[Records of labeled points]
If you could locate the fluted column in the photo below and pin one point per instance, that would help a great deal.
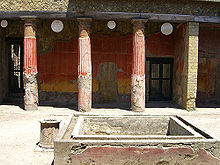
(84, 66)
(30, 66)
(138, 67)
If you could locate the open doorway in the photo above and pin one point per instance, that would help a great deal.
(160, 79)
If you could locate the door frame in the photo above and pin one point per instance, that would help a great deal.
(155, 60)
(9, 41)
---
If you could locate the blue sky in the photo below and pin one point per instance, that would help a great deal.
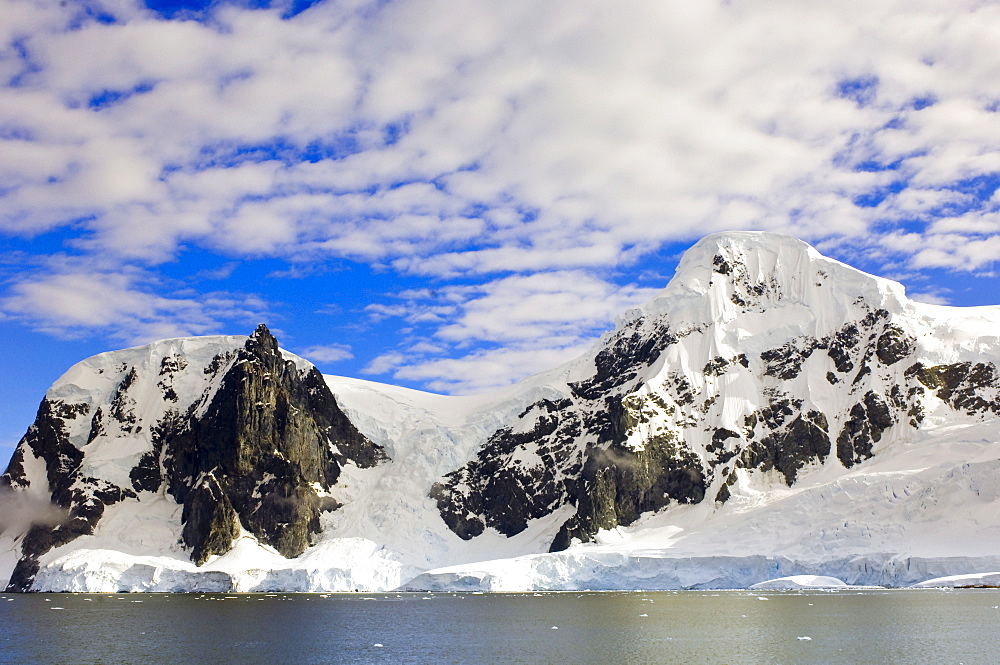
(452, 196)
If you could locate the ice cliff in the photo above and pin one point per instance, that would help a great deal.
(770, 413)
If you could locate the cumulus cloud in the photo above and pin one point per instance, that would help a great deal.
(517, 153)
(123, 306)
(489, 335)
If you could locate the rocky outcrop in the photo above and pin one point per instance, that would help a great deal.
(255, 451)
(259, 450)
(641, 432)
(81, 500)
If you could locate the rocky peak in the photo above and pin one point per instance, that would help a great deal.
--
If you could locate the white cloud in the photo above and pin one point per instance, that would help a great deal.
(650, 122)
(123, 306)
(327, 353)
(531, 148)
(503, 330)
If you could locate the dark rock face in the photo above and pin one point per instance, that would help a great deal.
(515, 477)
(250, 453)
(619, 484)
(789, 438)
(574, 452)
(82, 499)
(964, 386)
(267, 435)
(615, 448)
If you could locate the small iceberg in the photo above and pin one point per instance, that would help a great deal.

EXERCISE BRIEF —
Rewrite the lines from the line with "If you could locate the rocky outcrop" up to and including the line with "If you could locate the rocky peak", changing "photo" to "image" and leaving everything else as it is.

WORKED SOLUTION —
If you could locate the rocky outcrop in the image above and pin one point per instance, that would help a great deal.
(255, 451)
(259, 450)
(641, 432)
(81, 500)
If you could locate the rocky peak in the image above and pin one point per instance, that would help a great deal.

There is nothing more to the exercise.